— EXERCISE PROMPT —
Count the lines in the material below that contain the word "jersey", and give only that number.

— LISTING —
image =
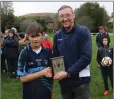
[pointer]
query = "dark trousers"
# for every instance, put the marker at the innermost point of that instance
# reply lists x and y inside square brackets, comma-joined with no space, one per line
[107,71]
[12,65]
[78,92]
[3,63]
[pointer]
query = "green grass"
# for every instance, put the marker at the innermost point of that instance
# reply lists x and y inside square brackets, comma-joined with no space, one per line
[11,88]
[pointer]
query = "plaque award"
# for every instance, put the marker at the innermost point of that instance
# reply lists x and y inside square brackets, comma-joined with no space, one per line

* * *

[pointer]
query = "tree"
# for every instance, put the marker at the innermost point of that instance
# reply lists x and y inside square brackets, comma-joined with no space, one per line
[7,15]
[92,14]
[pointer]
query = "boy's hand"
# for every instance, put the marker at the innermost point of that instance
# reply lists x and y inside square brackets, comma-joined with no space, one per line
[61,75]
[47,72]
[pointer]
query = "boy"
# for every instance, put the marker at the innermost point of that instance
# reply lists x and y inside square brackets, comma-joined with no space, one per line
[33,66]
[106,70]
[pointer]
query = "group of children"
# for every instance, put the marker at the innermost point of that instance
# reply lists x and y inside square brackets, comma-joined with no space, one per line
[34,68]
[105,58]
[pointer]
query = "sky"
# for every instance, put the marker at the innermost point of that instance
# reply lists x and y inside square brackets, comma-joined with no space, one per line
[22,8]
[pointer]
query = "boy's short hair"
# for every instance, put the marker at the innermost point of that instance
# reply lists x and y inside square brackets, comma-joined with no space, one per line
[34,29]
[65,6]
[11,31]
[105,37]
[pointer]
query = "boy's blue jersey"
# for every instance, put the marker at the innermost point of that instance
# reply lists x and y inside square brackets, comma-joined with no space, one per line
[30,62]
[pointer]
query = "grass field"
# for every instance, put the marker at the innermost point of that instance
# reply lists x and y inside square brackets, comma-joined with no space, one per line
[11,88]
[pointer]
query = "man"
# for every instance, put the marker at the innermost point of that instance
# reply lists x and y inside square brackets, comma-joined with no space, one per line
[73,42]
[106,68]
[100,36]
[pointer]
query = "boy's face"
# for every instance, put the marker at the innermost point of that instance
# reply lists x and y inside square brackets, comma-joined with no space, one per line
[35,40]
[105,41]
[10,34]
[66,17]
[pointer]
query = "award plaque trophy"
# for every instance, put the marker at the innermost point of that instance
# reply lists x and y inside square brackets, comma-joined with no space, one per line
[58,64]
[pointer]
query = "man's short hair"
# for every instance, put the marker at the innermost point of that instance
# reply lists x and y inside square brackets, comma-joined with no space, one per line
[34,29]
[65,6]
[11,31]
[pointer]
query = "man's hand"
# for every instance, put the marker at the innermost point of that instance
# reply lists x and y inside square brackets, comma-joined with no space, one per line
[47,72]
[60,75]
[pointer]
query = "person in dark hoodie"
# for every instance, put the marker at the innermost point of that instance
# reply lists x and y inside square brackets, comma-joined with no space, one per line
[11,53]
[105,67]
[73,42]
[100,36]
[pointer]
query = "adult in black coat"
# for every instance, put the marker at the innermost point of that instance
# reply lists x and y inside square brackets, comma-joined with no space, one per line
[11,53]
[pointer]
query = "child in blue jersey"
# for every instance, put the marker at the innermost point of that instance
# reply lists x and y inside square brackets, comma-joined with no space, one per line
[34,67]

--

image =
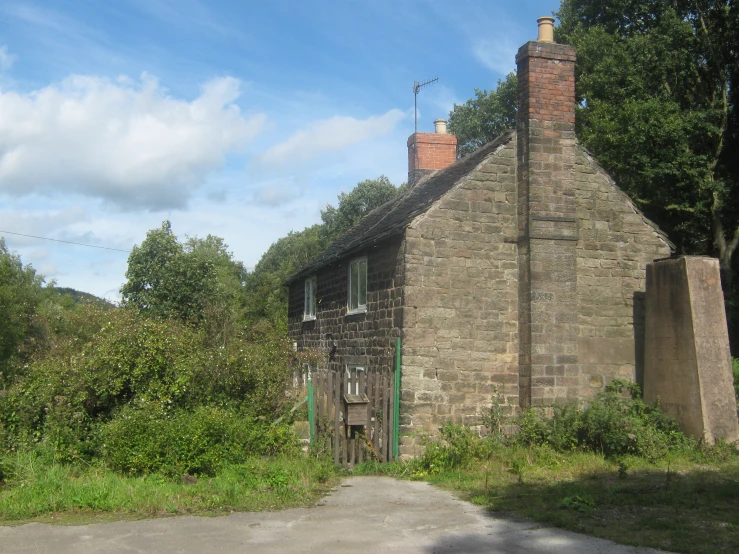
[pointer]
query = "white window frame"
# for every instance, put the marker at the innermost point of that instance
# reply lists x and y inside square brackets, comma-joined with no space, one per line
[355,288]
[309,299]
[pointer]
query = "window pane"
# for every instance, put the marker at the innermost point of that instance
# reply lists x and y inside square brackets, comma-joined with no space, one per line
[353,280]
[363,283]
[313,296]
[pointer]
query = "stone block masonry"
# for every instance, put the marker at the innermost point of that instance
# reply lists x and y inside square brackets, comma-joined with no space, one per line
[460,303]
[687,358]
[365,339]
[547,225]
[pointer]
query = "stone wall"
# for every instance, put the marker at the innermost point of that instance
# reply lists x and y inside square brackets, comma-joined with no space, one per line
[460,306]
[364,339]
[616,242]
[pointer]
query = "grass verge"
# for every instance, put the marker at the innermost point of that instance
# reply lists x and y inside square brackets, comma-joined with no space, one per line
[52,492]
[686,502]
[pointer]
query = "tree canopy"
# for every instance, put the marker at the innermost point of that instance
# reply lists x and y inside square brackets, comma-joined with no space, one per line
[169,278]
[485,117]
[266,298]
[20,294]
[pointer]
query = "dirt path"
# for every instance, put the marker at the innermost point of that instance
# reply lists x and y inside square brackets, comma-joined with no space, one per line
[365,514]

— RESULT —
2